═════ Provided passage

Take the expression, “the ends justify the means,” and apply it to different characters and choices in
When We Lost Touch.
Are people entitled to break rules under certain circumstances? Are ethics sometimes situational? Have you had times or experiences in your own life where the ends justified the means?
What end of life care do you want for yourself or your family members? What ethical principles do you believe should be applied to dying?
In the legal system, there are often cases that apply standards of contribution. Do you agree or disagree that standards of contribution could be used in the future to triage medical treatment? In other words, if people reject science and CDC guidelines, do they have the same entitlements as people who have done everything they can to avoid infection?
Imagine yourself on a jury in a case of a frontline medical worker charged with homicide or manslaughter who was faced with making decisions of which patient had the best chance to live. Do you have religious or ethical principles that would influence your judgement?
Grief, Loss, & Death
Did you know about DMORT before you read this book? Were there other ‘surprises’ in the novel as far as your understanding of our national response to COVID?

══════════
═════ Supplied information

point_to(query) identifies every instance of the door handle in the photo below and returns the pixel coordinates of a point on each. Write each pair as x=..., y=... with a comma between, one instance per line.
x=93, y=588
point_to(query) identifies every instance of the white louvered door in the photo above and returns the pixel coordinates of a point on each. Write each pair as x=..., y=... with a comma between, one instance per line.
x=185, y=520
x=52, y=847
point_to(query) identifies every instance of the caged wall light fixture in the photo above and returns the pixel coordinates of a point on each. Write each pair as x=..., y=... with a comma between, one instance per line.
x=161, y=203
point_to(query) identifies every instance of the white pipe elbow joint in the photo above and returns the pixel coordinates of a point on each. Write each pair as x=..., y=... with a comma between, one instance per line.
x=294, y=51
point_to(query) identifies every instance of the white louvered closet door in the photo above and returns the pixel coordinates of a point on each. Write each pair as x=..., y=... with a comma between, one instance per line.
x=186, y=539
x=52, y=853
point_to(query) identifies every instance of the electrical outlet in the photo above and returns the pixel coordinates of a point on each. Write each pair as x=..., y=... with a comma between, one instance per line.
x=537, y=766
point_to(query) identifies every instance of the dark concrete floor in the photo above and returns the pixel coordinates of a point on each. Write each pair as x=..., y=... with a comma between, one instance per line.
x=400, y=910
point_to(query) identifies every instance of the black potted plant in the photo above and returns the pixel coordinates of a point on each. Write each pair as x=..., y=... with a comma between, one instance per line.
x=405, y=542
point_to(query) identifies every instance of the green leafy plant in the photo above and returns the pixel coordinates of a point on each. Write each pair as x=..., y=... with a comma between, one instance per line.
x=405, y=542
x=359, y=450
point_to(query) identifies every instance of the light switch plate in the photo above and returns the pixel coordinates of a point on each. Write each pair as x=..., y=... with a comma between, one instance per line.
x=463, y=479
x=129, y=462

══════════

Continue the reading guide for When We Lost Touch past its last line, adding further discussion prompts under the heading "Grief, Loss, & Death".

There is an entire chapter devoted to Jocelynn and what a "good death” looks like. It illustrates the profound differences between a “good death” and a “COVID death.” How do you think that grief has been compounded by being unable to give people they love a ‘good death’? What are
thoughts and feelings as you compare the two?
Did you lose someone, family or friend, to COVID? How did the experiences and responses of the grief group members resonate with your loss? If you have not lost anyone to COVID, what surprised you about their reactions?
The issue of accidental infection was raised with Sofia and also with Katrina. Are you aware of deaths or severe illness as a result of accidental infection?
Do you believe that people who refused to follow protocols were complicit in their own deaths?
Beth and Kayla, especially, blame certain people for infecting and killing their mothers. Is this a reasonable position? Unreasonable?
Which member of the grief group did you feel the most connection with or empathy for?
Did you feel that each member of the grief group had their own unique experience of grief? What were some commonalities between their experiences?
What was your response to their act of “baking rebellion?”
Some of the characters in
When We Lost Touch
have experienced trauma. How do you see certain characters as “traumatized?” What have you experienced in your own life, whether you define it as traumatic or not, that has impacted how you feel, think, or react?
Grace and Katrina have open discussions about race in this book. Have you talked about race with your friends and family? Why or why not? Would you consider doing so after reading their conversations?
Kraus quoted statistics from multiple sources during the race discussions. Were those facts new or surprising? How did the discussions mirror some of your own experiences of living in your ‘skin’?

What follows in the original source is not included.